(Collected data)
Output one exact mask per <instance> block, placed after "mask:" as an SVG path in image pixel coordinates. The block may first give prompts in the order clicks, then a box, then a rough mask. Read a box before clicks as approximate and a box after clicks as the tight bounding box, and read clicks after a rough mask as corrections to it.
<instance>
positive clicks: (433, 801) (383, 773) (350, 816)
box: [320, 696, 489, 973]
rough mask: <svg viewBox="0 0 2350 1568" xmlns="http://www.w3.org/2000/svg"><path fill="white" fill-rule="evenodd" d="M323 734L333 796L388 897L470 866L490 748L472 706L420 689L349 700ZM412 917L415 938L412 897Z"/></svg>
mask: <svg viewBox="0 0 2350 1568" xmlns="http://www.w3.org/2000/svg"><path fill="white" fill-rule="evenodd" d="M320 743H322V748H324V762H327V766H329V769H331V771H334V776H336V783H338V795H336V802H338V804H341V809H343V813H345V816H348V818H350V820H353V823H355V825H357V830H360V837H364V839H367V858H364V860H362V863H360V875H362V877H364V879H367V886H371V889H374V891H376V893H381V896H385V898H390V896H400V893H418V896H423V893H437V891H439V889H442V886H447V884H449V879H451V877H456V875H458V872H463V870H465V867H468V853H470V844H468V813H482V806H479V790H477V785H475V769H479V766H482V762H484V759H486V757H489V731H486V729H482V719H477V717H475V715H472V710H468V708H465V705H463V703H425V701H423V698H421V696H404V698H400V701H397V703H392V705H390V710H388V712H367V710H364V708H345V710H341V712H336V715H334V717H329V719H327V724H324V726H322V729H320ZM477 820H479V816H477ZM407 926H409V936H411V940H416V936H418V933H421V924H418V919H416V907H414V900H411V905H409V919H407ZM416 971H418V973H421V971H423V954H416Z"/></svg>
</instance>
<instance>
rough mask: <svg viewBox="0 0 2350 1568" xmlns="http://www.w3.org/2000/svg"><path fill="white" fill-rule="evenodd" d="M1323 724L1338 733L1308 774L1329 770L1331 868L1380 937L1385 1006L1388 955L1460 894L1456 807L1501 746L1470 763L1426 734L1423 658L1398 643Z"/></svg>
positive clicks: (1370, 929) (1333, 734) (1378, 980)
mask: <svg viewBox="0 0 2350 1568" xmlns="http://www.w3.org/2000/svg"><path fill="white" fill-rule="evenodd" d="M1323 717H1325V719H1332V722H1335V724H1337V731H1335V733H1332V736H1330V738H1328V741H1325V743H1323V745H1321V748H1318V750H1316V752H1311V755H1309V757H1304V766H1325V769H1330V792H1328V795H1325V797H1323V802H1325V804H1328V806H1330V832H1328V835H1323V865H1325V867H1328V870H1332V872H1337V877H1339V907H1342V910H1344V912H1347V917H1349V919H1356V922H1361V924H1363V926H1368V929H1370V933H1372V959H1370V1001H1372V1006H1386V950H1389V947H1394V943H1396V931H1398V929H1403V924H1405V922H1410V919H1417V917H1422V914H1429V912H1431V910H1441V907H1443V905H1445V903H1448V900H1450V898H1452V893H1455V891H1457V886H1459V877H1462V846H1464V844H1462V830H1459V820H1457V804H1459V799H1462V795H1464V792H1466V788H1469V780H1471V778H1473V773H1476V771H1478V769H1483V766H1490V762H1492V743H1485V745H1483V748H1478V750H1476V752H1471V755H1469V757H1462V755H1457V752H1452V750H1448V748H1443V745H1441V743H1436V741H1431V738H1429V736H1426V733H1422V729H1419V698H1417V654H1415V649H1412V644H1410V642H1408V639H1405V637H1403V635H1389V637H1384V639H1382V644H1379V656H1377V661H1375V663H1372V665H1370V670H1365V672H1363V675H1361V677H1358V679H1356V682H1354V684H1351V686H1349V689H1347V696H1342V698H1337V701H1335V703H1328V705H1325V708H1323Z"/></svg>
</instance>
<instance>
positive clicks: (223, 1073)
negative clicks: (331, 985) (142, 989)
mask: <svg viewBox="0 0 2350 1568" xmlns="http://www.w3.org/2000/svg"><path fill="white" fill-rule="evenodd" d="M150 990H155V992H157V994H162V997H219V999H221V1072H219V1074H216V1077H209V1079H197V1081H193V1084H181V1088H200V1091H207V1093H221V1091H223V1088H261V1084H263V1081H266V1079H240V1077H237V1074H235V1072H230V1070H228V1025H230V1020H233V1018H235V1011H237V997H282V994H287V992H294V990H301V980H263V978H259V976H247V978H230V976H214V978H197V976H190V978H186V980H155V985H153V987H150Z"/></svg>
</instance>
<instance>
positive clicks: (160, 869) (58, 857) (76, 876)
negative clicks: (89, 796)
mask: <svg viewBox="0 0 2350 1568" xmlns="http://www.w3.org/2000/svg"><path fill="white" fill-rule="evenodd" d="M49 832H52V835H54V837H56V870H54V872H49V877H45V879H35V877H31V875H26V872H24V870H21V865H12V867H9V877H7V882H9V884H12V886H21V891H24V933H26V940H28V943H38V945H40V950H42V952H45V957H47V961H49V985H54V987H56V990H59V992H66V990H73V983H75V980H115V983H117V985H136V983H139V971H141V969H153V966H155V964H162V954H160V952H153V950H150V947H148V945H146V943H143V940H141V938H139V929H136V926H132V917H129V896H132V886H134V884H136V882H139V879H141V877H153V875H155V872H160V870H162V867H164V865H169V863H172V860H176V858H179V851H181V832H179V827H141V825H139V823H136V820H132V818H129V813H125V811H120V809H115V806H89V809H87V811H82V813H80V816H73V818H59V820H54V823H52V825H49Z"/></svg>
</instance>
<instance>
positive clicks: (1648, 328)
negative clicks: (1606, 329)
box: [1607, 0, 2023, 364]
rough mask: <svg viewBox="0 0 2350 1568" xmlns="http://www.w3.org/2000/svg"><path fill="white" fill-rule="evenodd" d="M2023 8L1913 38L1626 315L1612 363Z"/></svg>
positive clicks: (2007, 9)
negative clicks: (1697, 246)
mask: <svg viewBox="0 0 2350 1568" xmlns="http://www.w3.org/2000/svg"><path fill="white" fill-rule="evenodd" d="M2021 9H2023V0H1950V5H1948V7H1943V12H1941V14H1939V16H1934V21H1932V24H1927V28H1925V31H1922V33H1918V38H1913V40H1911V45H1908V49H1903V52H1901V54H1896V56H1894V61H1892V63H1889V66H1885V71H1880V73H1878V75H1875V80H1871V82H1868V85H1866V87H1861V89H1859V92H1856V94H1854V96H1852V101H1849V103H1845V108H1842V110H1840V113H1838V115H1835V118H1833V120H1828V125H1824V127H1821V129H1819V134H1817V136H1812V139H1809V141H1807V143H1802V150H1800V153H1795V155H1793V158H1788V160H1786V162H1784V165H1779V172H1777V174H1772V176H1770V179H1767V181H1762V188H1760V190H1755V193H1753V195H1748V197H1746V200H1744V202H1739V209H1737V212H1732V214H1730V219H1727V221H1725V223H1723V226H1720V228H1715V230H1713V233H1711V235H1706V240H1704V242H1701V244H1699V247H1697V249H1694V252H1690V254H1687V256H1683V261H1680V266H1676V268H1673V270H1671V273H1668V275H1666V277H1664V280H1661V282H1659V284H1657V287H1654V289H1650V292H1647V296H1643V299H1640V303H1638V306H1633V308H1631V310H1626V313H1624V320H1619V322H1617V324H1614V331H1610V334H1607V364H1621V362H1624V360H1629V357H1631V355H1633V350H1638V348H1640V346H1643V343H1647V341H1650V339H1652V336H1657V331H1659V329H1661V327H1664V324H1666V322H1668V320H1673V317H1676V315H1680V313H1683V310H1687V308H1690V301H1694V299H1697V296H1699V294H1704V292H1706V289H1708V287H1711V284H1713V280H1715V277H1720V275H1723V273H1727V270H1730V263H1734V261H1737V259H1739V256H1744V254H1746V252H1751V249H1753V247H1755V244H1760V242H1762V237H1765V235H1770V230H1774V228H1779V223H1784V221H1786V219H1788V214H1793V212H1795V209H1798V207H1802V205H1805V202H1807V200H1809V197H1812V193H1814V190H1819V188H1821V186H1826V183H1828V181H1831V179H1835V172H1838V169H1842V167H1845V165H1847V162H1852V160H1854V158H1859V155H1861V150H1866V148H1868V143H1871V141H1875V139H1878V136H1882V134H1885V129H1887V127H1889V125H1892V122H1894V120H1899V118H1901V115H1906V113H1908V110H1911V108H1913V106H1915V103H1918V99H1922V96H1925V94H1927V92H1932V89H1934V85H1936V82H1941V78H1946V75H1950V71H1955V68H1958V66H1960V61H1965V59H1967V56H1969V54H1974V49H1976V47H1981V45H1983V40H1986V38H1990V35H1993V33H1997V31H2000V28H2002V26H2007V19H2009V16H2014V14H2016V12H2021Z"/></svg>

**Problem details**
The lines above starting at the one that contains "negative clicks: (1606, 329)" and ending at the one that contains "positive clicks: (2007, 9)" must be transcribed exactly, and no other lines may appear.

**Expected output**
negative clicks: (1606, 329)
box: [1607, 0, 2023, 364]
rough mask: <svg viewBox="0 0 2350 1568" xmlns="http://www.w3.org/2000/svg"><path fill="white" fill-rule="evenodd" d="M2023 8L1913 38L1626 315L1612 363Z"/></svg>
positive clicks: (2007, 9)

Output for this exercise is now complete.